---- Dataset entries

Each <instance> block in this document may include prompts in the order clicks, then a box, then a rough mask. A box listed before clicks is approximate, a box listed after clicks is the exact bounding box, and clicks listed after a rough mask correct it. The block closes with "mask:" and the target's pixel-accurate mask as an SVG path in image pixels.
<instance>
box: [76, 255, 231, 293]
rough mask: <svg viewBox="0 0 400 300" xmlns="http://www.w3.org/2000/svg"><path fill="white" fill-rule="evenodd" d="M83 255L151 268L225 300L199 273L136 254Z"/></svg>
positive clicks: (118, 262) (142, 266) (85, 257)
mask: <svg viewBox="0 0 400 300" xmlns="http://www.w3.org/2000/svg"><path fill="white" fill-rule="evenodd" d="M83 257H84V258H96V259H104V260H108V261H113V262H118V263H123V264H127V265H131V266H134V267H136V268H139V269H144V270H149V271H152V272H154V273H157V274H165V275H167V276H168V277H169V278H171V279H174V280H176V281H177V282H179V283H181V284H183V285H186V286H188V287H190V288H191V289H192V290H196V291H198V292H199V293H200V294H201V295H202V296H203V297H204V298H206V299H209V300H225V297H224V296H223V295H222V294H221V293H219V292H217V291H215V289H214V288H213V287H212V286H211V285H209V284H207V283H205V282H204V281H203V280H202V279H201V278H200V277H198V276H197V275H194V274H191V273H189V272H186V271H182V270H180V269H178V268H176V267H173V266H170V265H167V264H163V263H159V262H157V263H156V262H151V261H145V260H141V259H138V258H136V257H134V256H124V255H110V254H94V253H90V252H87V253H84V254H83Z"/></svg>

--------

● **Task brief**: Copy each record from above exactly, and include every line.

● **Exercise response**:
Each <instance> block in this document may include prompts in the order clicks, then a box, then a rough mask. A box listed before clicks is approximate, a box listed after clicks is the exact bounding box, and clicks listed after a rough mask correct it. The block closes with "mask:" and the target's pixel-accurate mask as an SVG path in image pixels.
<instance>
box: [76, 255, 231, 293]
rough mask: <svg viewBox="0 0 400 300" xmlns="http://www.w3.org/2000/svg"><path fill="white" fill-rule="evenodd" d="M83 255L151 268L225 300L199 273L136 254Z"/></svg>
positive clicks: (118, 262) (142, 266) (85, 257)
mask: <svg viewBox="0 0 400 300" xmlns="http://www.w3.org/2000/svg"><path fill="white" fill-rule="evenodd" d="M83 257H84V258H96V259H104V260H108V261H113V262H118V263H123V264H127V265H131V266H134V267H136V268H139V269H144V270H149V271H152V272H154V273H157V274H165V275H167V276H168V277H169V278H171V279H174V280H176V281H177V282H179V283H181V284H183V285H186V286H188V287H190V288H191V289H192V290H196V291H198V292H199V293H200V294H201V295H202V296H203V297H204V298H206V299H209V300H225V297H224V296H223V295H222V294H221V293H219V292H217V291H215V289H214V288H213V287H212V286H211V285H209V284H207V283H205V282H204V281H203V280H202V279H201V278H200V277H198V276H197V275H194V274H191V273H189V272H186V271H182V270H180V269H178V268H176V267H173V266H170V265H167V264H163V263H159V262H157V263H156V262H151V261H145V260H141V259H138V258H136V257H134V256H124V255H110V254H94V253H90V252H87V253H84V254H83Z"/></svg>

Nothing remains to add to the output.